___ DATASET CONTENT
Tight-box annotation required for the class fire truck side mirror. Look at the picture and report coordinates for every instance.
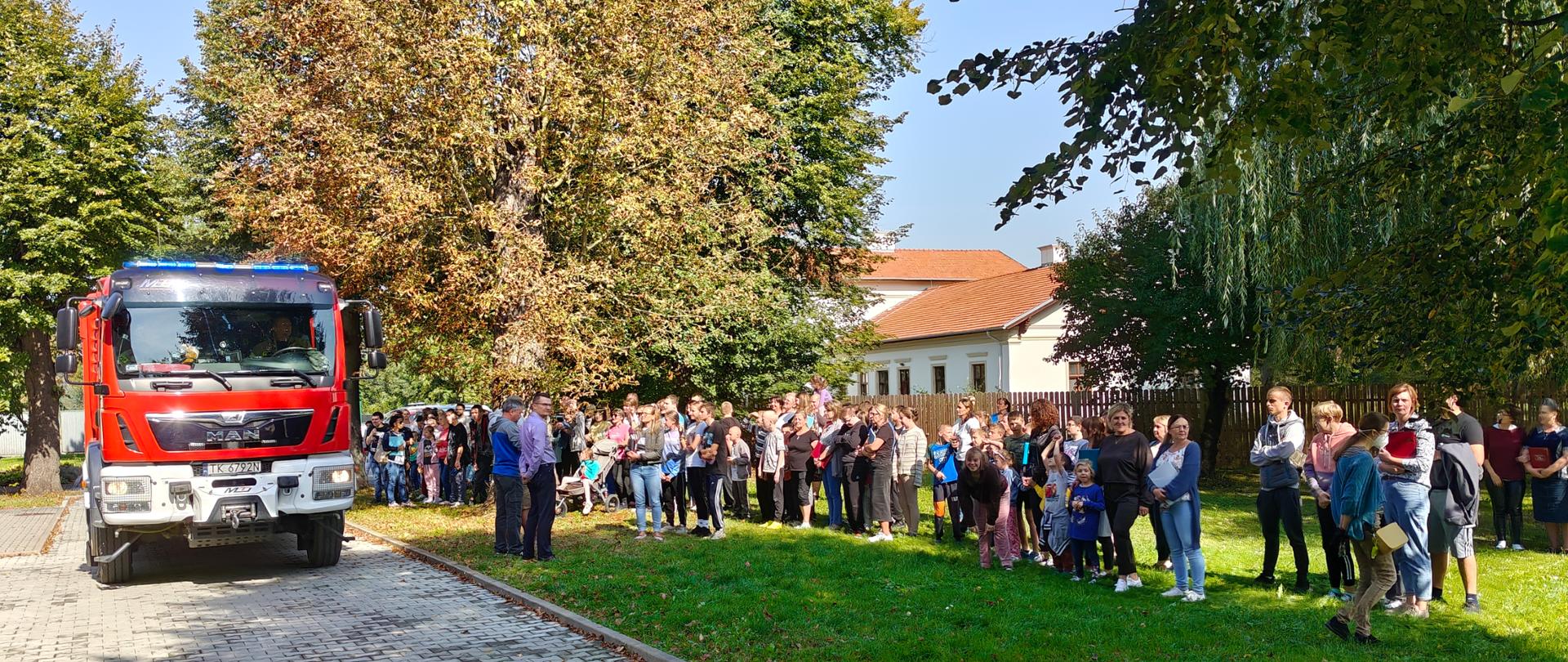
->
______
___ DATASET CONTENT
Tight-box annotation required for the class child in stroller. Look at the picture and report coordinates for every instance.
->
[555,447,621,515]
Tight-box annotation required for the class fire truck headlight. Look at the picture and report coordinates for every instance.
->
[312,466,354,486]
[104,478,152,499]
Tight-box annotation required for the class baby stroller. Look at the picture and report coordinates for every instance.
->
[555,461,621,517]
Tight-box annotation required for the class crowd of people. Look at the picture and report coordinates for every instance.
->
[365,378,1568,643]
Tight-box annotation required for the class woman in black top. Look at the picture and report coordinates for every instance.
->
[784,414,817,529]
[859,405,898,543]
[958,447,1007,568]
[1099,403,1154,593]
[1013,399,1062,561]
______
___ DATASET CONTENT
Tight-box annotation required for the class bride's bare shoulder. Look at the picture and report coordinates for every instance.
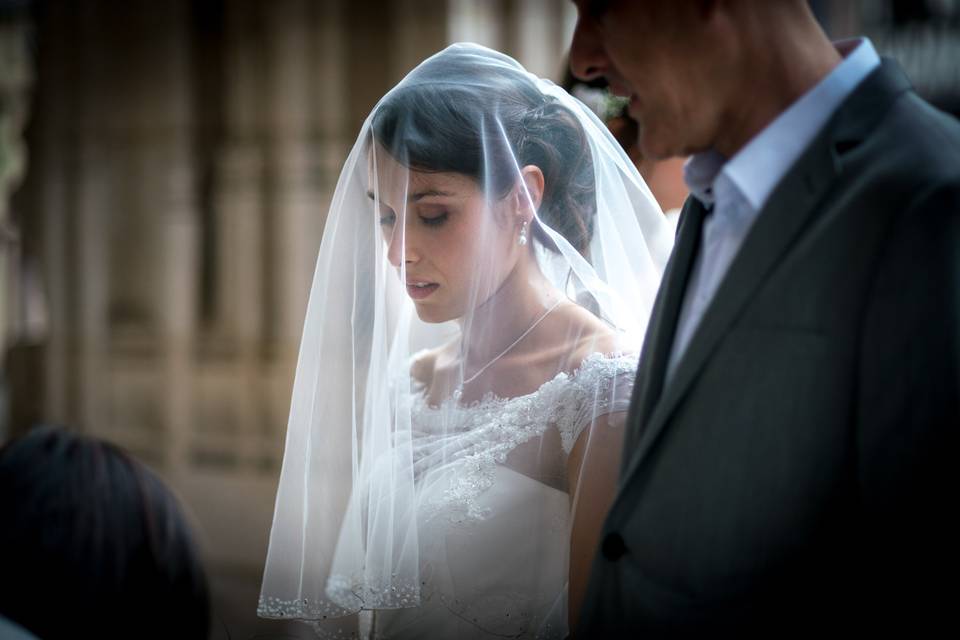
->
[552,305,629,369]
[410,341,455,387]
______
- **EXERCISE REQUIREMENTS**
Please update the records from the line that contains "Tight-box annotation required for the class woman" through the line that contains "[1013,399,1062,561]" by replacing "black top" with "dark jacket" and leaving everything else unchanged. Return only those lines.

- **OUTPUT FOR THIS TASK**
Tight-box annotation required for the class woman in dark jacket. Look at the picture and report coordinates for every instance.
->
[784,414,817,529]
[859,405,898,543]
[958,447,1007,568]
[1099,403,1154,593]
[1013,399,1062,561]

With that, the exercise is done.